EXCERPTED PASSAGE
┌──

While social media can be an excellent tool for connecting and finding community, especially for members of marginalized groups, it can also lead to some troubling mental health outcomes for teens (and adults) of all ages. Here’s what you need to know about teens’ mental health in the age of social media. 

It’s not all bad

Despite the fear that often surfaces when you mention teenagers using social media to parents, it’s not all bad. Social media can be a fun and creative outlet for many teens. For many people, it can be a valuable way to stay connected to distant friends and family, or to find community when they’re feeling isolated. Talking as a family about the “why” behind the request to use social media is crucial. 

Unchecked social media use can lead to troubling outcomes 

When teenagers have access to and participate in social media that is not age-appropriate, affirming, and supportive of a healthy mindset, there can be serious negative consequences. 

Excessive social media use can lead to depression, disrupted sleep, and disengagement from everyday life. It can also expose kids to online bullying, peer pressure, and unrealistic impressions of other people’s lives. 

Many negative outcomes can be traced to how much time kids spend using social media. A 2019 study showed that U.S. teens who use social media for more than three hours per day are at a heightened risk for mental health issues. 

Managing social media is a skill

In our digital world it’s not realistic (or wise) to expect that our teens will never use social media. As parents, it’s our job to help them develop the skills they will need to consume and use social media in a healthy way and to self-regulate their usage when they become adults.

└──

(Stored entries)

┌──

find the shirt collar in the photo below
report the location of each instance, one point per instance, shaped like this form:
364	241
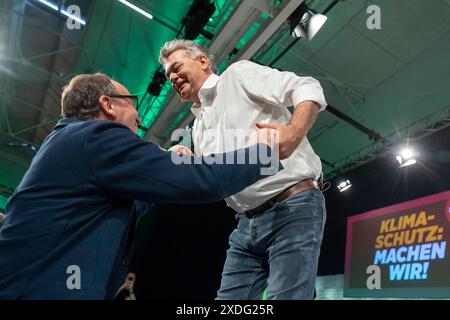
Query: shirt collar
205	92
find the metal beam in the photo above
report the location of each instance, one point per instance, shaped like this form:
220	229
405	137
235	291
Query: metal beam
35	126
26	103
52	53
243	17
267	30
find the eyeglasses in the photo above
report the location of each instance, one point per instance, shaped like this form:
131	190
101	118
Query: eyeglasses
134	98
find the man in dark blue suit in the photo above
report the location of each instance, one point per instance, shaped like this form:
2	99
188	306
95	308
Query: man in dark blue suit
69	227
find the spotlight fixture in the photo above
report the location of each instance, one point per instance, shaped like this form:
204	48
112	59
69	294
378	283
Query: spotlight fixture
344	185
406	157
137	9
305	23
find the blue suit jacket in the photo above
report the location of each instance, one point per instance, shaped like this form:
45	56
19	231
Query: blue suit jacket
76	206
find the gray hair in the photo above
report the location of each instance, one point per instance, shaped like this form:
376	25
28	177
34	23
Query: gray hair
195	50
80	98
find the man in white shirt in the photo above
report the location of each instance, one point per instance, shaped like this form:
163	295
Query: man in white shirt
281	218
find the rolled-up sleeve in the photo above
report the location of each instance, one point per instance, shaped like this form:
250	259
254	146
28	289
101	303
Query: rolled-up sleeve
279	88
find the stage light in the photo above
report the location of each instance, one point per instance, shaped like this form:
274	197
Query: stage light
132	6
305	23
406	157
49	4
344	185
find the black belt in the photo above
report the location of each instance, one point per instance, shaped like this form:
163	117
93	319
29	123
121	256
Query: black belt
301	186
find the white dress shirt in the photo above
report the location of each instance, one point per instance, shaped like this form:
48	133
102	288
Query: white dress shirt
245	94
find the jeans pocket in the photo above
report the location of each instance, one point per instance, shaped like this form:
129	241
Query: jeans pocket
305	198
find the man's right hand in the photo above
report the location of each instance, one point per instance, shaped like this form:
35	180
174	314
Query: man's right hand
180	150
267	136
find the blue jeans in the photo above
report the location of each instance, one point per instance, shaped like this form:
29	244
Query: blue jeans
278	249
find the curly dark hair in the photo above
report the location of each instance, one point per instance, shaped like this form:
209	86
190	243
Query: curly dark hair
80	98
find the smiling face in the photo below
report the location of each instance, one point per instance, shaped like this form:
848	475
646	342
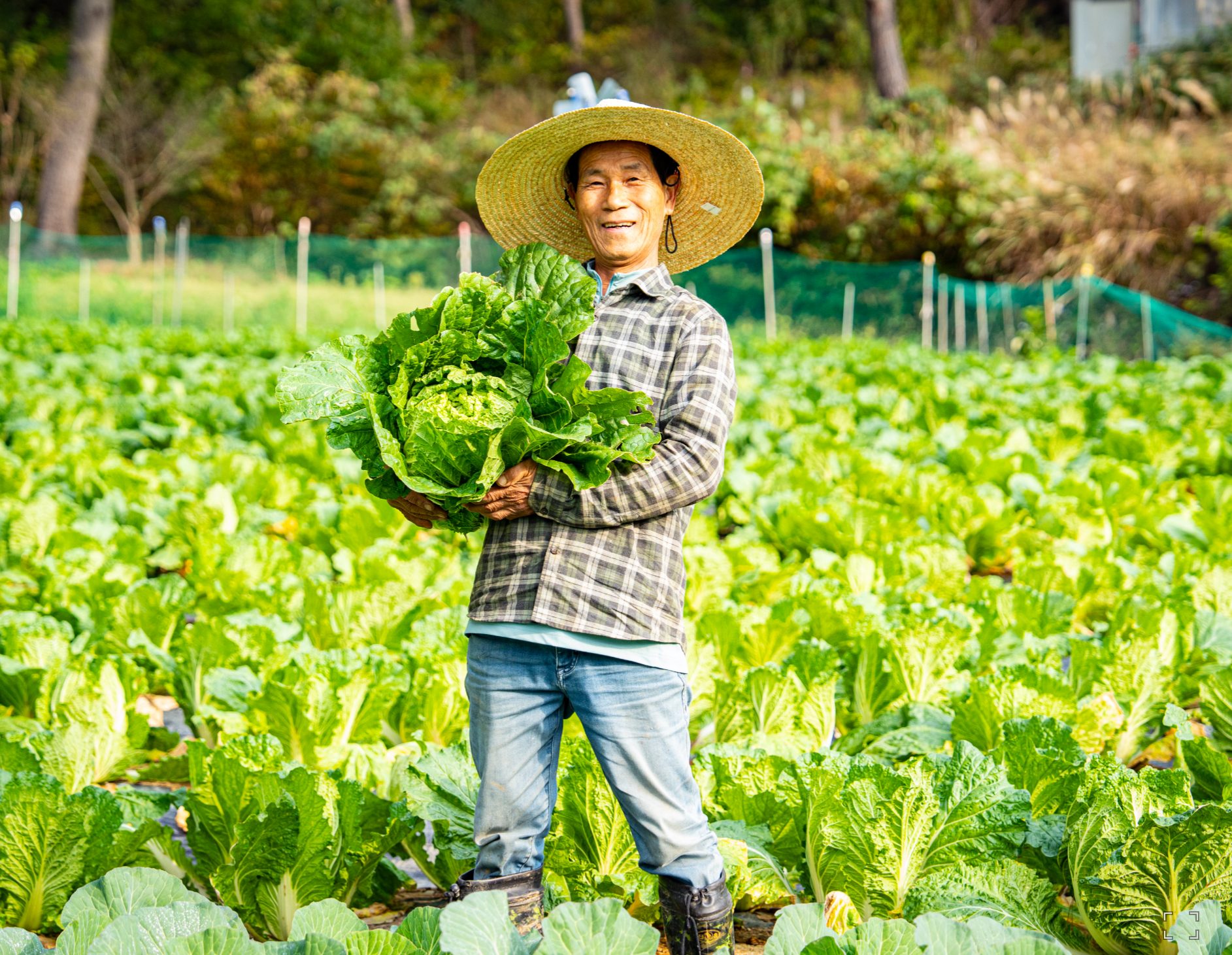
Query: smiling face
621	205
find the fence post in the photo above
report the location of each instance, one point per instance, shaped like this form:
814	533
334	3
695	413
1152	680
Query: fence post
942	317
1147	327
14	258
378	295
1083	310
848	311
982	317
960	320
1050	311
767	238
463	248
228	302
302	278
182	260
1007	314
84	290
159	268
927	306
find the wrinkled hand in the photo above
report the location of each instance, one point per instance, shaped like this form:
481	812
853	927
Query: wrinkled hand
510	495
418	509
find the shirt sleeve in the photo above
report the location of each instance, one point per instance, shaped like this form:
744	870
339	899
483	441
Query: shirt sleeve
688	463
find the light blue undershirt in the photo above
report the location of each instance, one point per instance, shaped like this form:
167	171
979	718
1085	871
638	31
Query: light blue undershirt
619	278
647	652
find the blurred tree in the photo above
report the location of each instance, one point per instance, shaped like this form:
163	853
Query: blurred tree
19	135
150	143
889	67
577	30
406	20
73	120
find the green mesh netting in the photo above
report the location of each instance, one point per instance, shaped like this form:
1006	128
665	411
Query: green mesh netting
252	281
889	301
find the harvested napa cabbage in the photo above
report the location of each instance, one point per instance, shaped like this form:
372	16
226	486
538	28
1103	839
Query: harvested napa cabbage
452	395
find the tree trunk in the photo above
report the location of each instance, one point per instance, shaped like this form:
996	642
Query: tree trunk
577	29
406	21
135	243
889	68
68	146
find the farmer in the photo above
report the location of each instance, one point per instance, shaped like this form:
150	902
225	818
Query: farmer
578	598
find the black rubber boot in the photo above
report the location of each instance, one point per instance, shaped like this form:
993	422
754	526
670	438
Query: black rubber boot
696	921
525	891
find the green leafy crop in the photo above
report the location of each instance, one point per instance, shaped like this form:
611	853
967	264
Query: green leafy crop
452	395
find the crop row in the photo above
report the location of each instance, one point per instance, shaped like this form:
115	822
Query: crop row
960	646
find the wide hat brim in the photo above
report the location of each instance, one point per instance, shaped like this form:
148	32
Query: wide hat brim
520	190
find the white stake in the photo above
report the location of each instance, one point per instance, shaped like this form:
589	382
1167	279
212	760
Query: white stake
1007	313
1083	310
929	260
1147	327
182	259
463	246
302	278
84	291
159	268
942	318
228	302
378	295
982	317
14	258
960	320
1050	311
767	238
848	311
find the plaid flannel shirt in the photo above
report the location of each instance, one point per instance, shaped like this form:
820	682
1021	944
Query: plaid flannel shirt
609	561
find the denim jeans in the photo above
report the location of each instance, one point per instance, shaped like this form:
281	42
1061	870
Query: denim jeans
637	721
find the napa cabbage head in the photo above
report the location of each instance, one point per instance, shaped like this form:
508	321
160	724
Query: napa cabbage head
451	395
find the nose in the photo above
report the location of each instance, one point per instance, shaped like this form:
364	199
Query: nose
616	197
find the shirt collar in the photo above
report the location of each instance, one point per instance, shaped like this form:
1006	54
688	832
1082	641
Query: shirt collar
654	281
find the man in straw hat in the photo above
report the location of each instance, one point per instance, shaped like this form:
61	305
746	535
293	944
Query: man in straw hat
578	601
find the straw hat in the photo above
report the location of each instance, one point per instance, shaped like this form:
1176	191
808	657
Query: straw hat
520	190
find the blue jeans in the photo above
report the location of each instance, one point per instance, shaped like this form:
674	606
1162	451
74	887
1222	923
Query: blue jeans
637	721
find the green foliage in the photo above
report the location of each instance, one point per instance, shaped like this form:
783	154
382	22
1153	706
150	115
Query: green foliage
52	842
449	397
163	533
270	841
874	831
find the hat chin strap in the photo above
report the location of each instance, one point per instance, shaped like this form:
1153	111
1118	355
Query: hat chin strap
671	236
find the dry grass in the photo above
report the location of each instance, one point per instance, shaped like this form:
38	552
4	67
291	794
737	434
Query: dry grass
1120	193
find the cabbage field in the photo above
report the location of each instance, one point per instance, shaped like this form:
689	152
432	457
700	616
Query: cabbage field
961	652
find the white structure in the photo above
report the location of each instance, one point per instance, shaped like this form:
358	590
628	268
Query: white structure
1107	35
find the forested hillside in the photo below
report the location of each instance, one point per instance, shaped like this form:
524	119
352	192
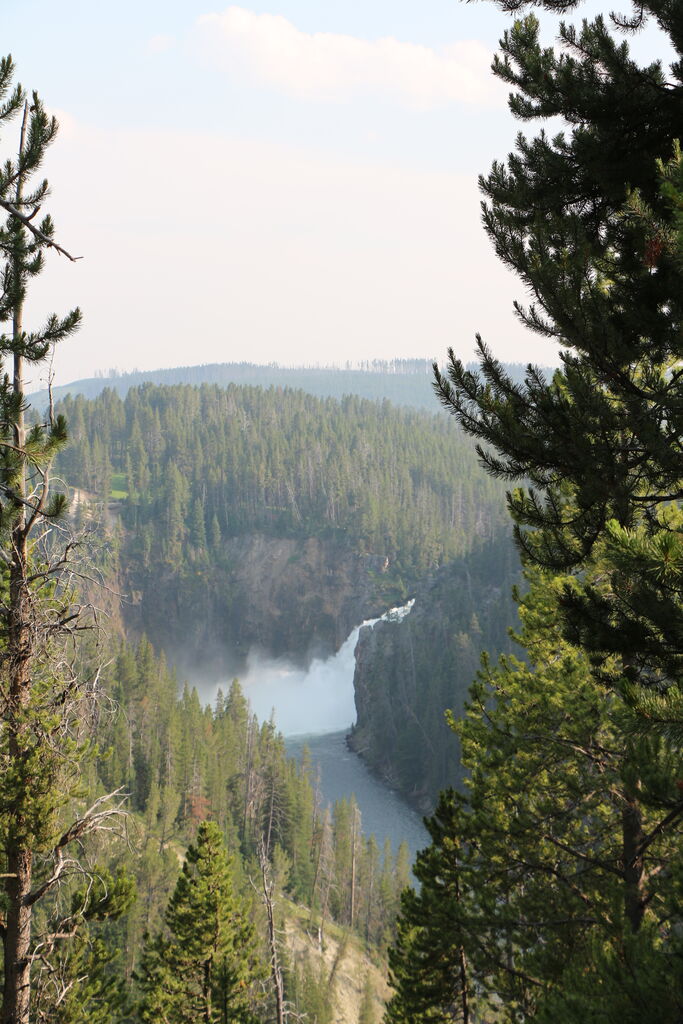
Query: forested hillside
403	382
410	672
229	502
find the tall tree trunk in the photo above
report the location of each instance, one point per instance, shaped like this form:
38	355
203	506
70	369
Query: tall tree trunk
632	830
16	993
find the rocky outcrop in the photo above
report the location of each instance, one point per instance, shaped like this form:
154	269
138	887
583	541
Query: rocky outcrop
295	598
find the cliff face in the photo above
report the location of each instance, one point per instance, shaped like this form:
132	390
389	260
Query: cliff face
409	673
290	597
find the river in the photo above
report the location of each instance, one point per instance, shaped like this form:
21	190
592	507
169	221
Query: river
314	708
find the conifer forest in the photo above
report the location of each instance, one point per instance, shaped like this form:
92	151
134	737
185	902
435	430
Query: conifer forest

└──
┌──

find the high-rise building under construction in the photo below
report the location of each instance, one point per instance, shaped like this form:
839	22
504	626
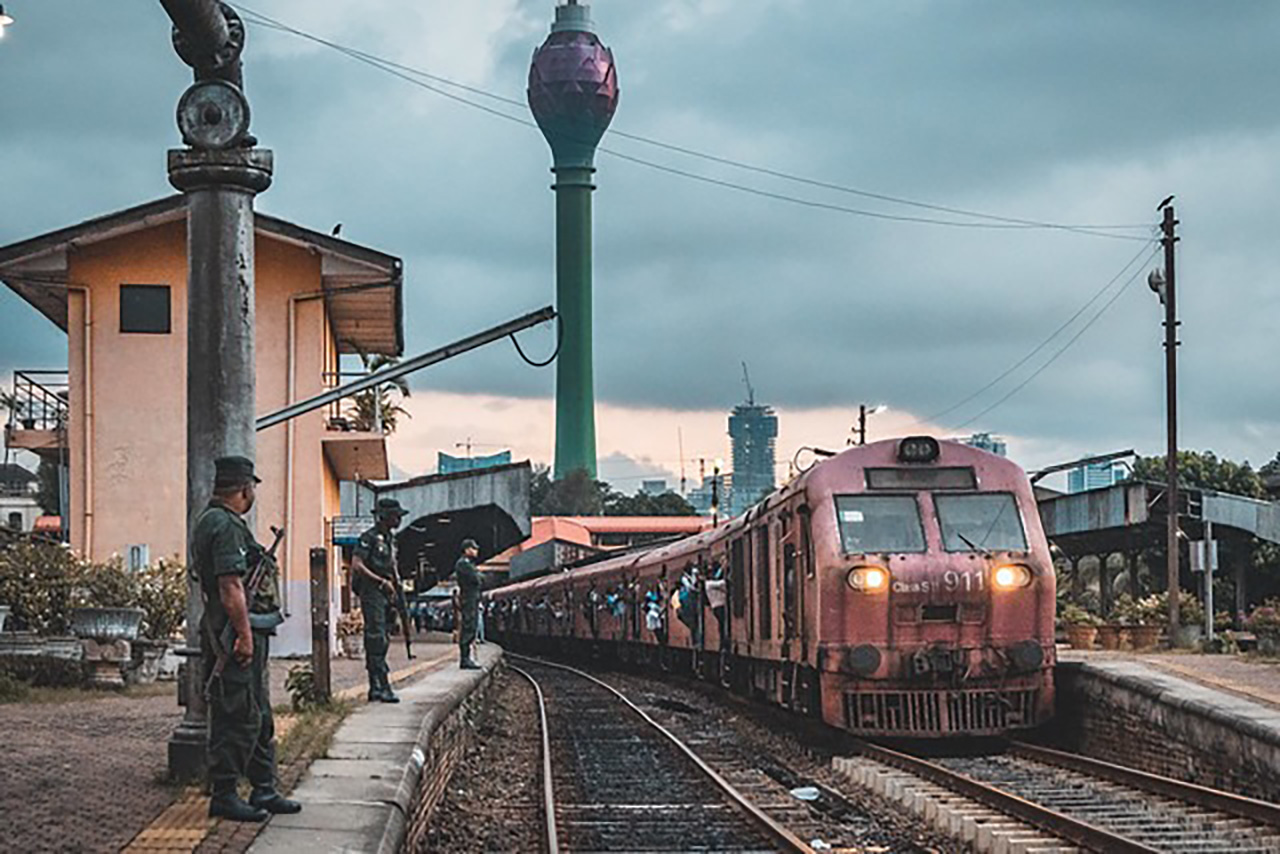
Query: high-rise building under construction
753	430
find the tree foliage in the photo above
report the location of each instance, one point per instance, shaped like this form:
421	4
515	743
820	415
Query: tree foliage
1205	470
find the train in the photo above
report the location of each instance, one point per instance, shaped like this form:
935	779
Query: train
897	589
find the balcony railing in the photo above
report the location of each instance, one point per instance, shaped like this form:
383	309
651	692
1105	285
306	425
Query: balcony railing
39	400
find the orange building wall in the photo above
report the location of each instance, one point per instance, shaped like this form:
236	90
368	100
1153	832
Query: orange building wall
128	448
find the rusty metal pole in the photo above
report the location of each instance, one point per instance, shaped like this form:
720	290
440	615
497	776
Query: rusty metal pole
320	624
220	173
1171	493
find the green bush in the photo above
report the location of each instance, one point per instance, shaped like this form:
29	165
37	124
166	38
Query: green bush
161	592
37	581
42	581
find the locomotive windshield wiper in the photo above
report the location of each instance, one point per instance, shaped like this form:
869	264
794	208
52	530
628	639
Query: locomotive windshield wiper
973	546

└──
┌──

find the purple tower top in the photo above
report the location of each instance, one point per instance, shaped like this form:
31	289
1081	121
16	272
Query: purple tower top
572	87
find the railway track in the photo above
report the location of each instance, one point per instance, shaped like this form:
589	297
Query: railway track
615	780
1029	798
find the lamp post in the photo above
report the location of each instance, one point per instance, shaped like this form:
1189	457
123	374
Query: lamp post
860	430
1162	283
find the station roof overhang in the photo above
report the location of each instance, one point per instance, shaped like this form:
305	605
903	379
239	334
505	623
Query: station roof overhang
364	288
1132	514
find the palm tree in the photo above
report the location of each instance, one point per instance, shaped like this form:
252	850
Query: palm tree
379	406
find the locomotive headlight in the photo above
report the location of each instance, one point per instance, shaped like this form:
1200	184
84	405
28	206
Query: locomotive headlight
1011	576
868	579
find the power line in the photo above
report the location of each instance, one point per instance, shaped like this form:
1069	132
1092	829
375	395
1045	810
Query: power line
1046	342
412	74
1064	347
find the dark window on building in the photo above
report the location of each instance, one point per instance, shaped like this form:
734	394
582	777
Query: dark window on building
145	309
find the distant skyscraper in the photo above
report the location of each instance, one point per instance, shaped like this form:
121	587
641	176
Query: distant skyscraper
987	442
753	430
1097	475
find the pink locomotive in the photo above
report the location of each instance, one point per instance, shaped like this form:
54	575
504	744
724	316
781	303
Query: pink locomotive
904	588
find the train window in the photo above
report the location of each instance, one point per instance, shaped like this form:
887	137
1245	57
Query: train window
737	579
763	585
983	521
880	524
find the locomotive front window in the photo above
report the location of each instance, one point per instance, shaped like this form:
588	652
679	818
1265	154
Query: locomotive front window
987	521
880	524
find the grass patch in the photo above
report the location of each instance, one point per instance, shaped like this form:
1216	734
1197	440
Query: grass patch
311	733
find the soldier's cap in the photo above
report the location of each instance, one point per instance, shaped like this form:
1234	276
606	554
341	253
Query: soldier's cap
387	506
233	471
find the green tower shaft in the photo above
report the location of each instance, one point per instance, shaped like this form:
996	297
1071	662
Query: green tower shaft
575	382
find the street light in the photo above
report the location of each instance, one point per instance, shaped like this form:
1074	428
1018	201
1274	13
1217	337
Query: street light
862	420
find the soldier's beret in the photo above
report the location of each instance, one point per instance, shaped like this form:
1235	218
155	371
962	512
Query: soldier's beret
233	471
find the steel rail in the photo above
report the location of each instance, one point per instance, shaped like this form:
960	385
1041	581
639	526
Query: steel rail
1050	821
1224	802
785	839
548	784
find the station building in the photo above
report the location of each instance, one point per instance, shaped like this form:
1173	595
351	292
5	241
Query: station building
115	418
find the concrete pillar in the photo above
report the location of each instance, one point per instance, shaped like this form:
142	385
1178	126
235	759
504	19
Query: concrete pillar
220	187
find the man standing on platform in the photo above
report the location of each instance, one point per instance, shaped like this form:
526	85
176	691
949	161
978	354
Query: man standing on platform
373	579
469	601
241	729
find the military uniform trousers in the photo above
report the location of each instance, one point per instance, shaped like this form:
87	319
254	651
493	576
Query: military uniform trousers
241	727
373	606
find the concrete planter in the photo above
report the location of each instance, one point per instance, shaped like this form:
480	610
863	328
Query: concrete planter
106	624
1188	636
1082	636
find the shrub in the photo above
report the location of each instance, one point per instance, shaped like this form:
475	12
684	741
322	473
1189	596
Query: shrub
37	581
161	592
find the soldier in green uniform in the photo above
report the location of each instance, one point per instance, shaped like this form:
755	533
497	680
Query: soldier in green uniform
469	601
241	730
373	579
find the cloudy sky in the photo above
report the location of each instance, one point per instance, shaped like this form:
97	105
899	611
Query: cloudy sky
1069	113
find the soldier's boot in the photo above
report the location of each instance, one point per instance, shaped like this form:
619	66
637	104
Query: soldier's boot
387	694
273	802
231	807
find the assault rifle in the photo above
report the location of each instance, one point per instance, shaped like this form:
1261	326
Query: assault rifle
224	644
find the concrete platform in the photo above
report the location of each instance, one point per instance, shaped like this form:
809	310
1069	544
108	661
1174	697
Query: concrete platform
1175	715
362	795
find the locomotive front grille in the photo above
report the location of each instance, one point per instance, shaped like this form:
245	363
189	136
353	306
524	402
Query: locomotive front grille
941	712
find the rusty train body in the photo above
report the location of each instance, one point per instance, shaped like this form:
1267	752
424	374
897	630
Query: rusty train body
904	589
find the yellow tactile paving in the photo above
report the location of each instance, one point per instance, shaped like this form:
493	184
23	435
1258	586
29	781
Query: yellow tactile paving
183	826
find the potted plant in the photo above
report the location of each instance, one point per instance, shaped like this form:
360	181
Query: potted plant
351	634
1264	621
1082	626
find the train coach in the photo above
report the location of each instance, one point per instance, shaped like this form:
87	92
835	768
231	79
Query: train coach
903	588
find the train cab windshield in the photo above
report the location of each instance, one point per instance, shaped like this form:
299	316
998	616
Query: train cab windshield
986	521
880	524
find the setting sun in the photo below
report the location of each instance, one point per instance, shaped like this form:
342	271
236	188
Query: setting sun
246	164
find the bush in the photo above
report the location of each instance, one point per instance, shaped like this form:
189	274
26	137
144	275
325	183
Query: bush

└──

WHAT YOU WILL DO
Copy out the part of the piece on teens and social media starting at "When teenagers have" and ending at "mental health issues.". The listing has nothing to do with this work.

RESULT FOR THIS EXERCISE
When teenagers have access to and participate in social media that is not age-appropriate, affirming, and supportive of a healthy mindset, there can be serious negative consequences. 

Excessive social media use can lead to depression, disrupted sleep, and disengagement from everyday life. It can also expose kids to online bullying, peer pressure, and unrealistic impressions of other people’s lives. 

Many negative outcomes can be traced to how much time kids spend using social media. A 2019 study showed that U.S. teens who use social media for more than three hours per day are at a heightened risk for mental health issues.